The calm settled so quickly across the campuses that it was called uneasy. But it wasn't, really. The pacific mood of students was confirmed everywhere. Hard rock, political rock, acid rock fell first to James Taylor and then to his whole family singing tender, introspective songs about tiny love affairs. Organic gardens grew up around the edges of campus communities and became a personal way to reverse the poisoning of the environment. Jesus freaks wandered the colleges and the towns nearby, pushing their gentle apolitical message. Dealers wandered the campuses, too, selling drugs--marijuana, mostly--not as magic potions, as they had before, but as "something to get you off ... get you into yourself." Even booze enjoyed something of a comeback.
And then Howdy Doody showed up on campus. And instead of burning that little wooden-headed symbol of their childhood--in the quad, where they had burned so many other symbols--students filled gymnasiums to sing out an answer to Buffalo Bob's question.
"What time is it?"
"It's Howdy Doody time!"
============================================================
In the passage on the campus mood, what did students do when Howdy Doody showed up on campus?

▶ Collected material
============================================================
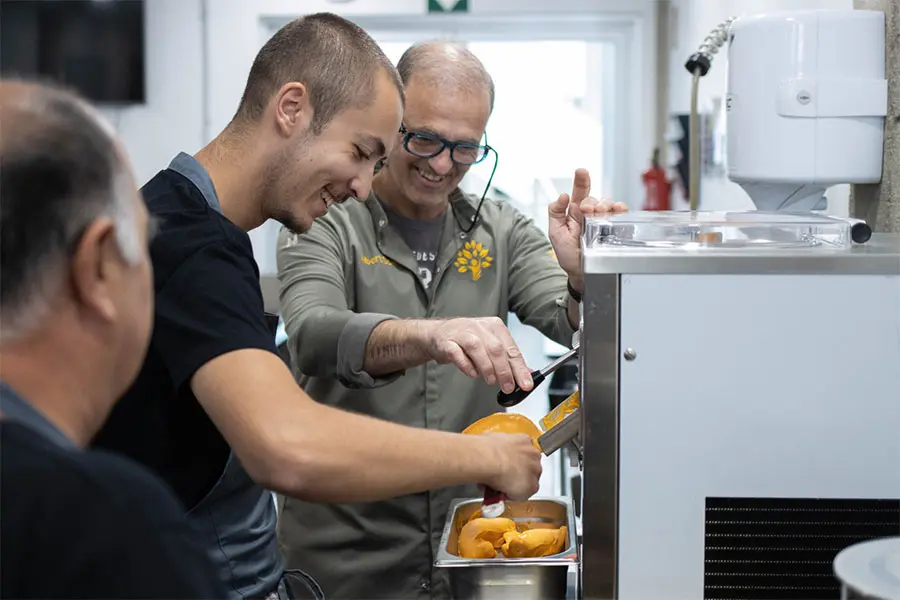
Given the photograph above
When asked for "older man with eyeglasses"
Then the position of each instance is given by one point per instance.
(396, 307)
============================================================
▶ Answer for the task
They filled gymnasiums to sing out an answer to Buffalo Bob's question.